### WORKING DATA
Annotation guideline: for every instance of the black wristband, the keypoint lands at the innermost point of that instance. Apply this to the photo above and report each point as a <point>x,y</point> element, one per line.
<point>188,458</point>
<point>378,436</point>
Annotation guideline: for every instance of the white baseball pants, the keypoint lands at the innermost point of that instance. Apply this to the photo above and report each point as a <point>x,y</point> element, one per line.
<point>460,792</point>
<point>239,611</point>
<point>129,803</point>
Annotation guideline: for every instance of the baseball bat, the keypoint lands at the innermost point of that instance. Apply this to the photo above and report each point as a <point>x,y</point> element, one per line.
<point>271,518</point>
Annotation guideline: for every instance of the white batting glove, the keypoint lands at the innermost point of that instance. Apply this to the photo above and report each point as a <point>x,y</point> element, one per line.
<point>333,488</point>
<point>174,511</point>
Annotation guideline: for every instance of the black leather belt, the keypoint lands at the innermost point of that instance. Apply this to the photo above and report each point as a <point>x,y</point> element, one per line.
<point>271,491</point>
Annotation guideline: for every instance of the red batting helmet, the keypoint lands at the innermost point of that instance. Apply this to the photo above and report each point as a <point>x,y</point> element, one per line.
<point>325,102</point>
######
### WORKING DATA
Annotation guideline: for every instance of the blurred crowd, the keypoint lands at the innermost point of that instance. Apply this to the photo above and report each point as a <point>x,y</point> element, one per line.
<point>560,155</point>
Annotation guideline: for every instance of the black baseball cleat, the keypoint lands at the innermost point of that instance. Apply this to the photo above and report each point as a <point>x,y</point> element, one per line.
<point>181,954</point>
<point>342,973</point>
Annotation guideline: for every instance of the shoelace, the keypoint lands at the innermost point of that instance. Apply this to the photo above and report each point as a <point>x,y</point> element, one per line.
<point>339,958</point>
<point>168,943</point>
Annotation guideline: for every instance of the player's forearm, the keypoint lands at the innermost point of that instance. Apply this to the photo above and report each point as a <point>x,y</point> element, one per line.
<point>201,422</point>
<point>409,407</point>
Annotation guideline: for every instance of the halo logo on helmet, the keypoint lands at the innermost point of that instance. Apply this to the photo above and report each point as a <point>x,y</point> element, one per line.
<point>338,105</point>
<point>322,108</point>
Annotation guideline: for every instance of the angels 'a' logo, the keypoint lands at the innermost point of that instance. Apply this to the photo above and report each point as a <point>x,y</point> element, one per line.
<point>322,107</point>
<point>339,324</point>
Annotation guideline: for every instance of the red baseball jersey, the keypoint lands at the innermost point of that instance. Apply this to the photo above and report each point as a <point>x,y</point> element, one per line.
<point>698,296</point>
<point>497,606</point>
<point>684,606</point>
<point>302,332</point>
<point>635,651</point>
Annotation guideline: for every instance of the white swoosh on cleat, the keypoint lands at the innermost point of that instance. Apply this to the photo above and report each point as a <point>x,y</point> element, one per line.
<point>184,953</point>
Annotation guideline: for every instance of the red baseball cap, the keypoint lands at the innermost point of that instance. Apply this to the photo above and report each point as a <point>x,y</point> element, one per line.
######
### WORKING DATA
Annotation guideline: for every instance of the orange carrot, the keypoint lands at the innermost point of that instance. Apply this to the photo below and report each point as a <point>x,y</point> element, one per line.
######
WHAT YOU NEED TO DO: Restate word for word the lines in the material above from the one with "Annotation guideline: for every instance of the white swoosh" to the one with "baseball cap, the"; both of those lines count, and nothing else does.

ANSWER TO THE PROBLEM:
Annotation guideline: for every instance of the white swoosh on cleat, the keypoint lands at the innermost point of that instance. Apply this to the photo above and report each point as a <point>x,y</point> element, one per line.
<point>184,953</point>
Annotation guideline: for every instance of the red baseball cap, the keypoint lands at the innermost point of that instance. Apply this to the photo above and report each point as a <point>x,y</point> element, one per line.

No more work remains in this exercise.